=== TEXTO DO DOCUMENTO ===

Não se trata de inocentar as Big Techs. Seu modelo de negócios é intrinsecamente extrativista, orientado por metas opacas de captura de comportamento, manipulação de atenção e, em última instância, controle. Mas enfrentá-las exige estratégia, não retórica. E o Brasil, neste momento, não possui nem uma coisa nem outra.

Enquanto Estados como China e Estados Unidos subsidiam seus próprios gigantes digitais e disputam a primazia tecnológica com planejamento de longo prazo, o Brasil continua a reagir por impulso — ora tentando regular por vingança, ora entregando infraestrutura por conveniência. Não há doutrina, nem capacidade institucional. Há apenas um conjunto de decisões fragmentadas, que ora atendem a pressões internacionais, ora a interesses internos, quase sempre desconectadas de qualquer ideia de soberania.

===

**OBJETIVO 1**: Localize nos registros abaixo cada linha que contém a palavra "lapel" e copie essas linhas. Leve em conta a diferença entre maiúsculas e minúsculas.

=== REGISTROS DE ENTRADA ===

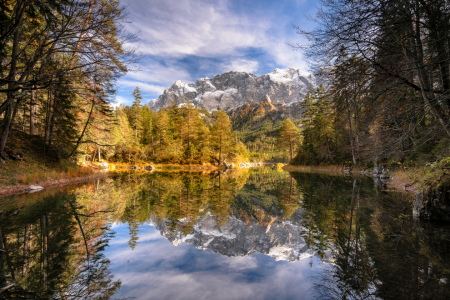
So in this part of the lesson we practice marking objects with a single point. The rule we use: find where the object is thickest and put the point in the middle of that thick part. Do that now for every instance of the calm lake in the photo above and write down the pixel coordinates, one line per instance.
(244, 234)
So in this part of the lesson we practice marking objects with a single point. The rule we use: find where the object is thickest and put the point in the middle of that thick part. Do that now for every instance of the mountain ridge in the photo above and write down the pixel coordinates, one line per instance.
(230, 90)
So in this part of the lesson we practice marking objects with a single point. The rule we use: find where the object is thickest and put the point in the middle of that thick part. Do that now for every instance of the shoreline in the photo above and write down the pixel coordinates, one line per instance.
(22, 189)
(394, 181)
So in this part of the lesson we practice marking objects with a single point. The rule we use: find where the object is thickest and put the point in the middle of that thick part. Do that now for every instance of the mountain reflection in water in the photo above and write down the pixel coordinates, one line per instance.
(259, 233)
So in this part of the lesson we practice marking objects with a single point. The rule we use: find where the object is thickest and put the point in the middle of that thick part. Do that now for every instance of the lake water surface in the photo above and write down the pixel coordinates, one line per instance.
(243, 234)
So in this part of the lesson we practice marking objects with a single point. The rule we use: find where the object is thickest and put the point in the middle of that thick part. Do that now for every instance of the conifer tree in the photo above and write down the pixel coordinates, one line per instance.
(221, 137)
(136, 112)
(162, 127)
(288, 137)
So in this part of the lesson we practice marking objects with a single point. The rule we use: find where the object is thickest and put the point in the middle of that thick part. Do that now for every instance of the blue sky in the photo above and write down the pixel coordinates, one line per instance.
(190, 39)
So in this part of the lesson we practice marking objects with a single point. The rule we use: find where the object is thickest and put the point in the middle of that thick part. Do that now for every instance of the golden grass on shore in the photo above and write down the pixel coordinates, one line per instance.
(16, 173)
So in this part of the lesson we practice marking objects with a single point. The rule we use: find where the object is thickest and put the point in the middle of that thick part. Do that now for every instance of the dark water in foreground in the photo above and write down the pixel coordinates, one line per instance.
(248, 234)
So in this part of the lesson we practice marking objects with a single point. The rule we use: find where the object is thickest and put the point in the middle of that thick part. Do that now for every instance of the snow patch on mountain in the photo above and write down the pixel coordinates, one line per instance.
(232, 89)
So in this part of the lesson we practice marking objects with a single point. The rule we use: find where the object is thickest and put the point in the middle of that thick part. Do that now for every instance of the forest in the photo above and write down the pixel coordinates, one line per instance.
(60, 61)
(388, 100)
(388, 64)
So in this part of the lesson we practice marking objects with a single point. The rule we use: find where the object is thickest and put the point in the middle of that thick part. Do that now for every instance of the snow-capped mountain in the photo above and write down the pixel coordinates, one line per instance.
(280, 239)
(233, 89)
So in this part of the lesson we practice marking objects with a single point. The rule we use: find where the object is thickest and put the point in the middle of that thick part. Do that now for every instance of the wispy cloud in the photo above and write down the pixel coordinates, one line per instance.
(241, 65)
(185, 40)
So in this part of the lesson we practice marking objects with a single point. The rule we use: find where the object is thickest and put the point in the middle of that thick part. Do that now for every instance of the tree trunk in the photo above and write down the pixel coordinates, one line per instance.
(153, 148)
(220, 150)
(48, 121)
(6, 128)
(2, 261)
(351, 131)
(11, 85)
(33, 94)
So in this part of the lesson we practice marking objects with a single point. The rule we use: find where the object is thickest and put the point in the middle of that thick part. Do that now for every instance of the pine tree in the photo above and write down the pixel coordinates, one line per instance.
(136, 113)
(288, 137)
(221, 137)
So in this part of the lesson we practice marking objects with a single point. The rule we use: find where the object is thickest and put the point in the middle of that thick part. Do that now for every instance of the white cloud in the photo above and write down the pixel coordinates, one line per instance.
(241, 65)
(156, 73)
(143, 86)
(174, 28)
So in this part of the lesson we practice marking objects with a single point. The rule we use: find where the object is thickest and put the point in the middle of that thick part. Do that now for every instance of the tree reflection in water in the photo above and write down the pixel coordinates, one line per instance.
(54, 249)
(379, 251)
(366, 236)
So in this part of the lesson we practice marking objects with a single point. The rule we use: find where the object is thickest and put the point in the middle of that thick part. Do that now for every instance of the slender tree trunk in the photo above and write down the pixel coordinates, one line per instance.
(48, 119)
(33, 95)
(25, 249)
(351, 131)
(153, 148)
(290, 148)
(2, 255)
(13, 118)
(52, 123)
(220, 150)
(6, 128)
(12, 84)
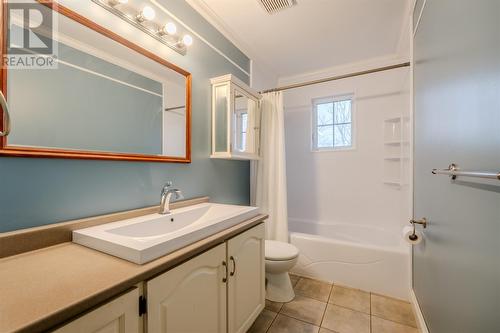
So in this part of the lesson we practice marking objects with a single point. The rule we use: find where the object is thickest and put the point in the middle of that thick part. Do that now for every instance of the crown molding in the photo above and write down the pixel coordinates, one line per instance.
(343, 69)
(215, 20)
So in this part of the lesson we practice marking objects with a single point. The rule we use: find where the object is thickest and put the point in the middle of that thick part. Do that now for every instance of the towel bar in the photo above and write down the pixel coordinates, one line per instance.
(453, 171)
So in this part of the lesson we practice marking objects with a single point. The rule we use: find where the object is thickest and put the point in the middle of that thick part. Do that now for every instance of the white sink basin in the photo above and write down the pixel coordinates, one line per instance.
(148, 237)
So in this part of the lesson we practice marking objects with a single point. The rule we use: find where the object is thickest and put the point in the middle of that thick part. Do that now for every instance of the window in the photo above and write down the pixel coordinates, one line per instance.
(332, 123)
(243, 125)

===
=== REGISTROS DE ENTRADA ===

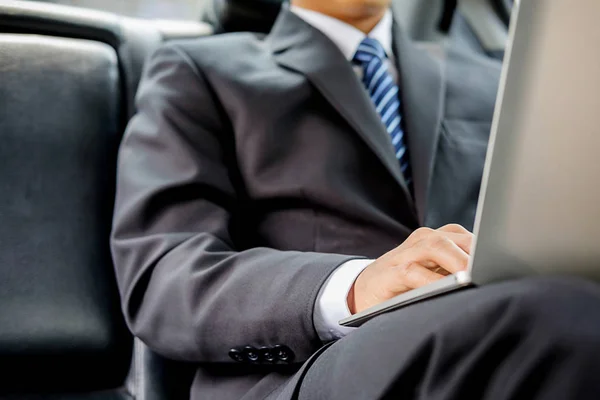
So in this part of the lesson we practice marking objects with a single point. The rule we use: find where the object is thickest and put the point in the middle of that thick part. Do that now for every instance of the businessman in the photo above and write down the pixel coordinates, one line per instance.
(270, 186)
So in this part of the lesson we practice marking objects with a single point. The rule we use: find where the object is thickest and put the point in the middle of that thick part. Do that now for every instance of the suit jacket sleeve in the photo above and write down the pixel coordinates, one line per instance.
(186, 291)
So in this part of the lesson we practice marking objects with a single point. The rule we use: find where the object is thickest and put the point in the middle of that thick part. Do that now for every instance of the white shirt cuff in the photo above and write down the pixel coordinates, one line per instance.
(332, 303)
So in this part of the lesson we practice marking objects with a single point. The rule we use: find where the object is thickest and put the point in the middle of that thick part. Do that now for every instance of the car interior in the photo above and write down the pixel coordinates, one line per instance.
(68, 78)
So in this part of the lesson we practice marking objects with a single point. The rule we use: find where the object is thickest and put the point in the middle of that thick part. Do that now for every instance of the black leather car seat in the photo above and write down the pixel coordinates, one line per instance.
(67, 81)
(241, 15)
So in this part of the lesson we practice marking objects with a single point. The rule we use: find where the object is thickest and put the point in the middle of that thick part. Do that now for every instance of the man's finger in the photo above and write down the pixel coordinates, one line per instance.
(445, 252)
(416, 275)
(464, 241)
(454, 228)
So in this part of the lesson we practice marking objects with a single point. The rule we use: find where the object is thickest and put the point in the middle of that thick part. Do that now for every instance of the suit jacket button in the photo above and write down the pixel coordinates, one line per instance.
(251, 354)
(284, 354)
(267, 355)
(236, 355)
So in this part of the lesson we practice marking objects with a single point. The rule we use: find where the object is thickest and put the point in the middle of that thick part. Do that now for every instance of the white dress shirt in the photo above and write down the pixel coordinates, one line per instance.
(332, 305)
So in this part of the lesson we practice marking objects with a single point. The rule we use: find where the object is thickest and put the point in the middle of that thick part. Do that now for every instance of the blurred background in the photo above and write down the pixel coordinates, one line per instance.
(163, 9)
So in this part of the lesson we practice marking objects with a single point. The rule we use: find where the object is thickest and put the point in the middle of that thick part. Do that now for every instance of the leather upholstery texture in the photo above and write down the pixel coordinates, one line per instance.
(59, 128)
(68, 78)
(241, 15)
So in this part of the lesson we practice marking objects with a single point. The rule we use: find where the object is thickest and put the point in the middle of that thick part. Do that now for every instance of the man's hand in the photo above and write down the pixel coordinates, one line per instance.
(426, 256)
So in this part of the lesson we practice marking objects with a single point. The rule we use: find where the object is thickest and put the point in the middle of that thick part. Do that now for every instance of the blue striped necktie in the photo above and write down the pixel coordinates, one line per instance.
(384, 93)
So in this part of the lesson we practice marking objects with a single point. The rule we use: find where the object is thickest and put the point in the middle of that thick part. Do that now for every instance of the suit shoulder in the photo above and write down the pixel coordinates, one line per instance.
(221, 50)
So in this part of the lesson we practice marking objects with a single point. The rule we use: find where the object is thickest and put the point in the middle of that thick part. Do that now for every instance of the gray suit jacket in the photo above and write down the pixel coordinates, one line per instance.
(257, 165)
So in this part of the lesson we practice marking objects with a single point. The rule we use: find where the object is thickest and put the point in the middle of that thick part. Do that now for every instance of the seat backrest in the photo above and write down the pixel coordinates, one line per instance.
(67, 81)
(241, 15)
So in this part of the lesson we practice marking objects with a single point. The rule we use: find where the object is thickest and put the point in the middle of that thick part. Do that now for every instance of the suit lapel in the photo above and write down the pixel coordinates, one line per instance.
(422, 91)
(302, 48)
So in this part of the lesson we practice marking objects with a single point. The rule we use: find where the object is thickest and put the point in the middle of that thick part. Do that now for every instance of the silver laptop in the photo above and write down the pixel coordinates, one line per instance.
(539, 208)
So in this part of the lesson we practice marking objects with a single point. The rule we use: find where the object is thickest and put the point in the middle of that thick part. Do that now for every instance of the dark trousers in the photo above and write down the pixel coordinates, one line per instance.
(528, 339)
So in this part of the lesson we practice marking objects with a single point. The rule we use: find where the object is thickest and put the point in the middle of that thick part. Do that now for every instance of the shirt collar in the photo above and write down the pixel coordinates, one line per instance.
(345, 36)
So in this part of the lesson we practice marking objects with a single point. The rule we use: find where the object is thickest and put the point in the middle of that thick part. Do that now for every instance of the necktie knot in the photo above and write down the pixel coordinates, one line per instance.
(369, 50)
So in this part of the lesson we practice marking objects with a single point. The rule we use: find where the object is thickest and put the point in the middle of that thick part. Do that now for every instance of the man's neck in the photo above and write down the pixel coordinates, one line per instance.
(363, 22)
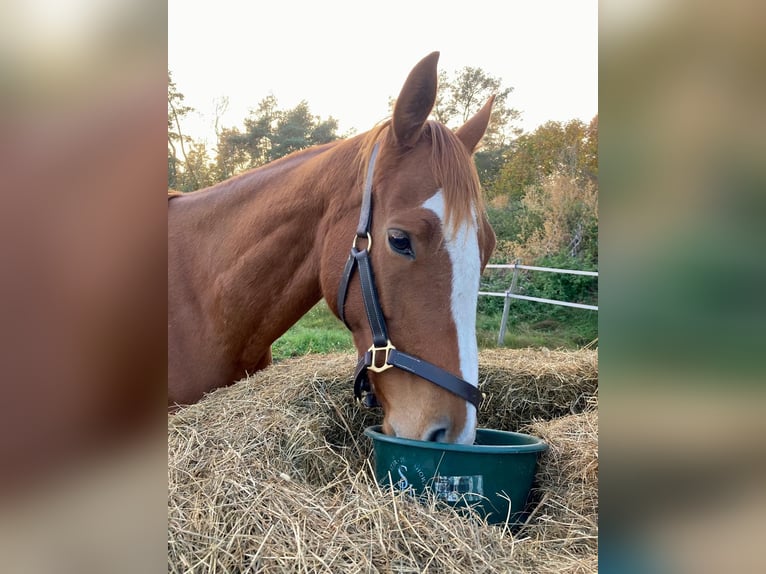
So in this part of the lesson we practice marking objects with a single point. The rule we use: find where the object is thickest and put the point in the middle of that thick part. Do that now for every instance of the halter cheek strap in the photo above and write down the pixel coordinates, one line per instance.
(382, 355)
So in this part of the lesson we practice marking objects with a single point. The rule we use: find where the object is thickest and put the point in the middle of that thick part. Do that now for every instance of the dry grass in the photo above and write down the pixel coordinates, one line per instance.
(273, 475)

===
=== REGISTROS DE ENTRADA ===

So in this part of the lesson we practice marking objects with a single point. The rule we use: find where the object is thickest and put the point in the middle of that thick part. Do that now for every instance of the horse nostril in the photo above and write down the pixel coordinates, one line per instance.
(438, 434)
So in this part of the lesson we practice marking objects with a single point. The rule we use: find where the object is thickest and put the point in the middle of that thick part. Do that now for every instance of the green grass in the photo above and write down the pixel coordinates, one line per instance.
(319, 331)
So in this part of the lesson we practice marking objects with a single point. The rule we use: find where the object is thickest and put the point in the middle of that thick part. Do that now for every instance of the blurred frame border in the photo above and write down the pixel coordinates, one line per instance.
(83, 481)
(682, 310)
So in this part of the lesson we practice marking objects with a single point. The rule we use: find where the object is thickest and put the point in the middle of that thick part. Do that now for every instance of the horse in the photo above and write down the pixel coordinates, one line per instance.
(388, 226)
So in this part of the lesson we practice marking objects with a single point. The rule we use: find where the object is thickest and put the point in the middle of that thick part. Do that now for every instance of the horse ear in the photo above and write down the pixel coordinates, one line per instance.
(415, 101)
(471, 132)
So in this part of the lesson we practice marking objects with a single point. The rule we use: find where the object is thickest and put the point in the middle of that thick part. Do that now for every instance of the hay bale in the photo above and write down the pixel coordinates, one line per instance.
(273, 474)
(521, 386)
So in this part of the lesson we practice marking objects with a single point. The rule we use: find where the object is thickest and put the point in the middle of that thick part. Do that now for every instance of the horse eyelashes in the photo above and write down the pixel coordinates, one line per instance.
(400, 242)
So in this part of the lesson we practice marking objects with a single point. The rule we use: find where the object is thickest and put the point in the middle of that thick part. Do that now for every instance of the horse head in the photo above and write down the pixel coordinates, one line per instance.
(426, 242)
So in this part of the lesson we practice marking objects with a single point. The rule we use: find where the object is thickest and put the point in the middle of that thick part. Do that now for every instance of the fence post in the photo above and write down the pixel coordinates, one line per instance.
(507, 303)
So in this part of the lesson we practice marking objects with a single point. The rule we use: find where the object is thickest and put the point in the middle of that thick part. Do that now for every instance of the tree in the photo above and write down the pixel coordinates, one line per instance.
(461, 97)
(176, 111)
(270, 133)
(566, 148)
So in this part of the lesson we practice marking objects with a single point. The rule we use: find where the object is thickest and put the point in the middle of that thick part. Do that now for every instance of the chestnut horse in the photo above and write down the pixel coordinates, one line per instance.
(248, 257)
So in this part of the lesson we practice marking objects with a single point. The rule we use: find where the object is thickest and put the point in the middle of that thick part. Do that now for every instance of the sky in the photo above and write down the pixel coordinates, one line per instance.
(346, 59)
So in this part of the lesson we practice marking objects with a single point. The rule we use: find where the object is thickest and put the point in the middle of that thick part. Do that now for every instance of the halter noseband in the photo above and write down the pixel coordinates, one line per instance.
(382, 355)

===

**OBJETIVO 2**: Dê continuidade ao texto sobre as Big Techs e a falta de estratégia do Brasil, começando logo após a última frase apresentada.

**RESPOSTA CORRETA 1**:
So in this part of the lesson we practice marking objects with a single point. The rule we use: find where the object is thickest and put the point in the middle of that thick part. Do that now for every instance of the suit lapel in the photo above and write down the pixel coordinates, one line per instance.

**RESPOSTA CORRETA 2**:
A escolha de enfrentar as Big Techs sem compreender sua natureza leva a dois riscos simultâneos: subestimar sua capacidade de retaliação sistêmica e superestimar o alcance das próprias instituições. Ao fim, o governo não enfrenta um inimigo externo, mas um sistema que já está dentro — e que molda parte significativa da vida econômica, política e cultural do país. A resposta fiscal é um desvio, não uma estratégia.

Não existe neutralidade nesse jogo. Mas fingir soberania sem romper com a dependência estrutural que nos mantém à margem da disputa global é apenas teatro. E, neste caso, um teatro encenado por quem já não escreve o roteiro.